### GOAL OF THE EXERCISE
Print the line that contains "of the carpeted" and every line after it through the last line of the records below, exactly as written and nothing else.
=== STORED RECORDS ===
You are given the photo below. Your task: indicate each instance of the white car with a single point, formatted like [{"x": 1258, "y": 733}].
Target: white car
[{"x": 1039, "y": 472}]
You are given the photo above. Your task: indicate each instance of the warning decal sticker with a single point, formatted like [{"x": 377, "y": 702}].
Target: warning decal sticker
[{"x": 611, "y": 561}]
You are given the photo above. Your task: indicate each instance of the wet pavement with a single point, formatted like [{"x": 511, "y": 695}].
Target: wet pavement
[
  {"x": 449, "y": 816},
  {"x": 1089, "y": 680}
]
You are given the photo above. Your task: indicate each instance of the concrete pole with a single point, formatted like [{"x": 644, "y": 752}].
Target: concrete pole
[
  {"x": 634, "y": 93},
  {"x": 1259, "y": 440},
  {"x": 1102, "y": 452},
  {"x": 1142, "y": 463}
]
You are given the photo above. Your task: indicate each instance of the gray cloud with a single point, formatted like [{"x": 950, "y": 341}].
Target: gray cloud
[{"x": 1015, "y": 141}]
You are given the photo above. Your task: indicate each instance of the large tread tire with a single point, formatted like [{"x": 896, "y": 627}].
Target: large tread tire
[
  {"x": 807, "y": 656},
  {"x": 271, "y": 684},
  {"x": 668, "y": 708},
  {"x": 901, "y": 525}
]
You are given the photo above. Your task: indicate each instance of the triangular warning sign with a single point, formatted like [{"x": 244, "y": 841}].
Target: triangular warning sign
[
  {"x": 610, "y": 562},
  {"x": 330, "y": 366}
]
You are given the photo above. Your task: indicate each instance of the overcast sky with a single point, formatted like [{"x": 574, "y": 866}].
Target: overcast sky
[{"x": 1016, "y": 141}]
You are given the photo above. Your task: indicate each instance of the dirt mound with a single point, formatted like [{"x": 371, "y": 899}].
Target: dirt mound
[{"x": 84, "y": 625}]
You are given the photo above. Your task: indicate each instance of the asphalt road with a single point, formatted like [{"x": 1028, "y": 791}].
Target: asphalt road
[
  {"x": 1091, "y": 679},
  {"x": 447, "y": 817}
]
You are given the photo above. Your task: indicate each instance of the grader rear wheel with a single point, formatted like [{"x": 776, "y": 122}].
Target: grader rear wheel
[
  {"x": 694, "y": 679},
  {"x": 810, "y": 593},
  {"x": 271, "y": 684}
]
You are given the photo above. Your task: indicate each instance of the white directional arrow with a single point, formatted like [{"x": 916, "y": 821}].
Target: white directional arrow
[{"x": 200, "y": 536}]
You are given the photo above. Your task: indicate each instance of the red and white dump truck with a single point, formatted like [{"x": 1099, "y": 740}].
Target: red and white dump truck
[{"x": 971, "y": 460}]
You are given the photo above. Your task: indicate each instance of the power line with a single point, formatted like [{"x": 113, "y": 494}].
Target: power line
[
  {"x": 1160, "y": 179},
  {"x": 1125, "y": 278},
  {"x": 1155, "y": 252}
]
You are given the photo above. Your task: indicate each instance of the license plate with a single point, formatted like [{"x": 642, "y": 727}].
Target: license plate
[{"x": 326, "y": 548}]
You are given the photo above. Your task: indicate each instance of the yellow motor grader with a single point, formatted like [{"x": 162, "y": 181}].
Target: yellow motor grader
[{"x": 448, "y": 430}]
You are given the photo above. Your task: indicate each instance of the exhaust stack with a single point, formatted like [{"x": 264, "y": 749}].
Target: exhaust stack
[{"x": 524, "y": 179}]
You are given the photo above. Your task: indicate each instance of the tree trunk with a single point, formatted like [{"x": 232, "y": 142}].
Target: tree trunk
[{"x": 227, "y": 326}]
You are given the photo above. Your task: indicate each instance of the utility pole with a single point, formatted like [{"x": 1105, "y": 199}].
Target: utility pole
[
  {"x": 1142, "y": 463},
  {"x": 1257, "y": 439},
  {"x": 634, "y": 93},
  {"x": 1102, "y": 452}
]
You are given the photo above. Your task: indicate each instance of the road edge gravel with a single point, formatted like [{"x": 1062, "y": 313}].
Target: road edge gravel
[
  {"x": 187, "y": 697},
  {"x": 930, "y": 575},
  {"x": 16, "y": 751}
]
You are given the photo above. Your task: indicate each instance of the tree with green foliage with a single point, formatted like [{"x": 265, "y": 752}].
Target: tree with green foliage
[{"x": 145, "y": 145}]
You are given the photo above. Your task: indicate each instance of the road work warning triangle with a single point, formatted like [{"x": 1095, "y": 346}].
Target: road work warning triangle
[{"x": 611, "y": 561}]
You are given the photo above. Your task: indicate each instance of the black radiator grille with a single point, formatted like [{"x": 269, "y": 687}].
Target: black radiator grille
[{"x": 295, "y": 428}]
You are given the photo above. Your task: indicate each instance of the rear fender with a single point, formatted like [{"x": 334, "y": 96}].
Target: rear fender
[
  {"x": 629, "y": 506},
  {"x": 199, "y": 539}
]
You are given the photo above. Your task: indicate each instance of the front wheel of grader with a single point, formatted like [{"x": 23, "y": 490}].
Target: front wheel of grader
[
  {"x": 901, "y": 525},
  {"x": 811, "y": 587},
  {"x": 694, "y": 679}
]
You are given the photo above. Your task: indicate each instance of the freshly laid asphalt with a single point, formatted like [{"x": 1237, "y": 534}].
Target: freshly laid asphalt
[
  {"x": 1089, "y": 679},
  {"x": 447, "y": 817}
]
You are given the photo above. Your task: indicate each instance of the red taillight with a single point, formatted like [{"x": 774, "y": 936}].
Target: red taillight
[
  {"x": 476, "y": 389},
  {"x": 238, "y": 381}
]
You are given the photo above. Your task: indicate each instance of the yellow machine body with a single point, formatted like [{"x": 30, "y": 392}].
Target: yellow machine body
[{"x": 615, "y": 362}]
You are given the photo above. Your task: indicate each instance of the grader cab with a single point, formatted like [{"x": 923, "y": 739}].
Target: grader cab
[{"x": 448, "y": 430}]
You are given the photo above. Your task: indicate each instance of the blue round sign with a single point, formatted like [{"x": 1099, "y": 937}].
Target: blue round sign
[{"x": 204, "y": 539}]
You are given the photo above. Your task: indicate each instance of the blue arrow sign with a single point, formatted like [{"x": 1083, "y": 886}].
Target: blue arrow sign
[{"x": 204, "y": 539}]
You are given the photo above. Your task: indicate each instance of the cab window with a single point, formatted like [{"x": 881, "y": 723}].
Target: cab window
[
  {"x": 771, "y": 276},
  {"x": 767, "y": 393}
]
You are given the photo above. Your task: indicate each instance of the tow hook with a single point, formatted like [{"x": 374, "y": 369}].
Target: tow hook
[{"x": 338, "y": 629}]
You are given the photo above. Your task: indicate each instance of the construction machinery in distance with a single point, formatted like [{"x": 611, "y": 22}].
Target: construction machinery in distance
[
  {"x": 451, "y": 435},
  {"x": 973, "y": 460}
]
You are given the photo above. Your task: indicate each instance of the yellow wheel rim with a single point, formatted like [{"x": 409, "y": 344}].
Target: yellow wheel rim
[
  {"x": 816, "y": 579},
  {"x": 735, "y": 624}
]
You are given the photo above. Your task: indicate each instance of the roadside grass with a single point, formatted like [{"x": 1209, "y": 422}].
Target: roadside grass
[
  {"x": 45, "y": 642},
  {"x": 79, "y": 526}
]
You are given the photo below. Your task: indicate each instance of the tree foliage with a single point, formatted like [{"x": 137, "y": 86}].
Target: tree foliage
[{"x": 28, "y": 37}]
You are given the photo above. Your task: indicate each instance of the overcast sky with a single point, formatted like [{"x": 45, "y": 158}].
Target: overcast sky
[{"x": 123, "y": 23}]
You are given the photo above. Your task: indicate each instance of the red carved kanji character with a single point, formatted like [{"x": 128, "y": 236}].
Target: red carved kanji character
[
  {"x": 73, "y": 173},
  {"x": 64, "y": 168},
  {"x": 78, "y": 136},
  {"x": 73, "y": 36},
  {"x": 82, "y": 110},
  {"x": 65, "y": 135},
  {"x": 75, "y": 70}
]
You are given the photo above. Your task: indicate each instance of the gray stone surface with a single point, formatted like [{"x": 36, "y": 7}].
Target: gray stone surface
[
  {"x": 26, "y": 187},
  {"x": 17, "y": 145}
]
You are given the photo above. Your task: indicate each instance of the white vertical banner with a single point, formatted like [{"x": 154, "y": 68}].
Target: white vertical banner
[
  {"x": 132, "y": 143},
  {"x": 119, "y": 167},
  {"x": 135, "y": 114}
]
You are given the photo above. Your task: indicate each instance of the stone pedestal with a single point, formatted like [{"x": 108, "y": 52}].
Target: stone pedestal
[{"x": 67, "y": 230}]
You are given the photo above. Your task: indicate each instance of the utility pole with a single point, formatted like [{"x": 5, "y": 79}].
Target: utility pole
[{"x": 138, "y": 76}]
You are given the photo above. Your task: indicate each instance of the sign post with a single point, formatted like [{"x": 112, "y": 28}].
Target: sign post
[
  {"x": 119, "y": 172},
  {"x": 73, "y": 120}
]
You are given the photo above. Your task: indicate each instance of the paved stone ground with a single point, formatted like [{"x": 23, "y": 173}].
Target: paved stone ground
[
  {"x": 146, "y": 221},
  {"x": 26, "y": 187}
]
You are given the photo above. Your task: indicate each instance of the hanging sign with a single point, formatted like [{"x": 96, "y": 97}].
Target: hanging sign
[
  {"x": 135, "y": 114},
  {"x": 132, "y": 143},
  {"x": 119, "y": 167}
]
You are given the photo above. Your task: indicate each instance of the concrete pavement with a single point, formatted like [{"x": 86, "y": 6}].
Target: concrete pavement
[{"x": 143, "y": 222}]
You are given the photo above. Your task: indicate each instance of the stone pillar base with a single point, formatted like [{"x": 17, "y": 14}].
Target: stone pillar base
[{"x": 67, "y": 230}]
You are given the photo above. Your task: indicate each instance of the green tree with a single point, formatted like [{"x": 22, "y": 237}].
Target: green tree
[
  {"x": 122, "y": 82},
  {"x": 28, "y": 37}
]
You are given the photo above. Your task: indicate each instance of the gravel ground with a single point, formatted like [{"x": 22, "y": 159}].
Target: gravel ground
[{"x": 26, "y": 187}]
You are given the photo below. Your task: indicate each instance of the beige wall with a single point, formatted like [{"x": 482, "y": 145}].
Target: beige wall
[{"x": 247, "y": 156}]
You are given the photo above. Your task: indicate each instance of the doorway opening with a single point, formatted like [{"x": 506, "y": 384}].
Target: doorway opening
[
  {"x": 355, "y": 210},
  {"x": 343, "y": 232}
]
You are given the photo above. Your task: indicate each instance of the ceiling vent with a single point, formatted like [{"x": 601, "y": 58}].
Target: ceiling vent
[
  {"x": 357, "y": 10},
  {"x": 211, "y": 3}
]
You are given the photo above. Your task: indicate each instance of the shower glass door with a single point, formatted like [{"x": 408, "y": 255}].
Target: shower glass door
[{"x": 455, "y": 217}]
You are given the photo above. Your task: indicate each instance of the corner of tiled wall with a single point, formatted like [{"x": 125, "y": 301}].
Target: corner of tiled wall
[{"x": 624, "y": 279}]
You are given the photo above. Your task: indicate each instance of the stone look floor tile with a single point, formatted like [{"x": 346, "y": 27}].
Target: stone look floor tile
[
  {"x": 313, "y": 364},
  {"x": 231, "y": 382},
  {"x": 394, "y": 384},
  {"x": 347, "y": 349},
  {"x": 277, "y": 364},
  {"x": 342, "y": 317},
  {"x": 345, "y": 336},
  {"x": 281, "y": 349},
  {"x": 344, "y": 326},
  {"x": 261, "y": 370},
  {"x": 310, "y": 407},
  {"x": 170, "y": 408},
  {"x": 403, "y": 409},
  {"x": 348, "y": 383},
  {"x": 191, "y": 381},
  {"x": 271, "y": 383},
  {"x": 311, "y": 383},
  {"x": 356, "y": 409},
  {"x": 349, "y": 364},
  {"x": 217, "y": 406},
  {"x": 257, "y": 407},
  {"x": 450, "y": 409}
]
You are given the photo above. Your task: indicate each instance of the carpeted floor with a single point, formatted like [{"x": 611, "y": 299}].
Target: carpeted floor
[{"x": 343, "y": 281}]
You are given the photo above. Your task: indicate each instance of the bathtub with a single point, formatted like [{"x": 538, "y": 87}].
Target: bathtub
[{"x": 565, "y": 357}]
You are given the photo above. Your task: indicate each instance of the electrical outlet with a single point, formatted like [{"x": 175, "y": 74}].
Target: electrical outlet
===
### THE RESULT
You are given the photo above. Your task: indicate each instance of the carpeted floor with a single point, formatted like [{"x": 611, "y": 299}].
Target: carpeted floor
[{"x": 343, "y": 281}]
You are given the photo above. Your task: indicate each instance of the bathtub with a single point, formatted like [{"x": 538, "y": 87}].
Target: bathtub
[{"x": 565, "y": 357}]
You are given the photo above. Your task: indicate each instance of the electrical outlet with a single point, formatted like [{"x": 175, "y": 74}].
Target: electrical outlet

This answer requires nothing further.